◆ Objective A
Copy out the rows below word for word, starting at the line that contains "Return the mask of every instance of the yellow" and ending with the last line of the rows.

Oh yeah, forgot about that. Thanks Pasi!

Joseph, look in the EQL target logs for something about the EQL box
doing load balancing. I think normally we handle the load balancing more
gracefully, but we might be messing up. I think if EQL was load
balancing in the open-iscsi logs we would see something about getting a
async iscsi pdu from the target that asks us to logout. Then when we
relogin the target would redirect us to the optimal path.

Hoot, Joseph

unread,
Nov 17, 2009, 7:42:46 PM11/17/09
to open-...@googlegroups.com, Donald_Williams@Dell.com> <Donald_Williams@Dell.com, Wallace, William
more INLINE below...

On Nov 17, 2009, at 7:27 PM, Mike Christie wrote:
There are two things that the EQL does, I believe-- one thing is async logout, the other is login_redirect. Unfortunately, from the EQL syslog side we don't see any errors related to this. It's my understanding, however, that when a login is initially attempted to the EQL, it hits the "group ip" or an alias'd IP sitting on a real nic. The group IP looks at all the interfaces on the EQL and decides, based on some algorithm, which EQL nic the session should connect to. It then sends the initiator that made the request a login_redirect, which I thought is basically a "logout and reconnect" pdu. It would say, for example, "you're can't log into the group IP, however, you can log into this IP (a real nic) that it would prefer you be logged into."

◆ Objective B
Translate into Spanish this sentence from the forum thread on EQL load balancing above: "Then when we relogin the target would redirect us to the optimal path."

◆ Provided entries

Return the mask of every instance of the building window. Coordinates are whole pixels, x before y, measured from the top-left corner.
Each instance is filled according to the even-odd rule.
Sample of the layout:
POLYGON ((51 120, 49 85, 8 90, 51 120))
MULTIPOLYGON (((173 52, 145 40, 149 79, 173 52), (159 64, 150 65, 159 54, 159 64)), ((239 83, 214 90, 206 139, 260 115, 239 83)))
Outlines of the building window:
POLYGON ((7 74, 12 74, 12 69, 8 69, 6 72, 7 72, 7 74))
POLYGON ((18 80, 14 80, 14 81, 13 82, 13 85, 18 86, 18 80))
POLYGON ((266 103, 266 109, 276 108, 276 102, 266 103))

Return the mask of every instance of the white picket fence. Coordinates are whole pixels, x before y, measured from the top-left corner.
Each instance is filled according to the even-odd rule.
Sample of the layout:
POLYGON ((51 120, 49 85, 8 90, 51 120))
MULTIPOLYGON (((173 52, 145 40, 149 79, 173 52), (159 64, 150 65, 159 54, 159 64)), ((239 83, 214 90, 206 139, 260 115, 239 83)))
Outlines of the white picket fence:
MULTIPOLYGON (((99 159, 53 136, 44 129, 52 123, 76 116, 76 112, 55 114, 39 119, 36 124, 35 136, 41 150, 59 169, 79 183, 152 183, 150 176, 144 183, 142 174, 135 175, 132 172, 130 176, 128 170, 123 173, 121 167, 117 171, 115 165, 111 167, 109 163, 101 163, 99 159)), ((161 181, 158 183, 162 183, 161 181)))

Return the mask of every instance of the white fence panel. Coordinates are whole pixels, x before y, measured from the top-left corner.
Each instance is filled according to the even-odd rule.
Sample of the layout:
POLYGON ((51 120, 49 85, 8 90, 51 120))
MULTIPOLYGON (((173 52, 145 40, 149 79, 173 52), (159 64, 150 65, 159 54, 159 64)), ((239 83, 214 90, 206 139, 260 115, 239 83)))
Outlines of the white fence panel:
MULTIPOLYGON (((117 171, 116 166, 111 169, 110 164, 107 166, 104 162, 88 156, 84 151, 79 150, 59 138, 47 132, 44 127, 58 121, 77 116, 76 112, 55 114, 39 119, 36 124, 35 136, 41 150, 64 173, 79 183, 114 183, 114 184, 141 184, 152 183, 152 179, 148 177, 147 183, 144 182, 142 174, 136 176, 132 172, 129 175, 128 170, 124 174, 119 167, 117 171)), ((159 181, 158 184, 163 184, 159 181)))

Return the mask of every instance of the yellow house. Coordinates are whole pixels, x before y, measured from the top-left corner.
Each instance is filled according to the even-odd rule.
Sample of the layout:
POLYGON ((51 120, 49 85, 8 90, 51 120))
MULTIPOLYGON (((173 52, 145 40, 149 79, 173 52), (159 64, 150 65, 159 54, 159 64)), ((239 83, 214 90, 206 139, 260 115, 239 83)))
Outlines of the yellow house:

◆ Response A
Return the mask of every instance of the yellow house. Coordinates are whole pixels, x before y, measured from the top-left corner.
Each instance is filled according to the even-odd rule.
Sample of the layout:
POLYGON ((51 120, 49 85, 8 90, 51 120))
MULTIPOLYGON (((173 52, 145 40, 149 79, 173 52), (159 64, 150 65, 159 54, 159 64)), ((239 83, 214 90, 206 139, 260 115, 239 83)))
Outlines of the yellow house:

◆ Response B
Luego, cuando volvamos a iniciar sesión, el destino nos redirigiría a la ruta óptima.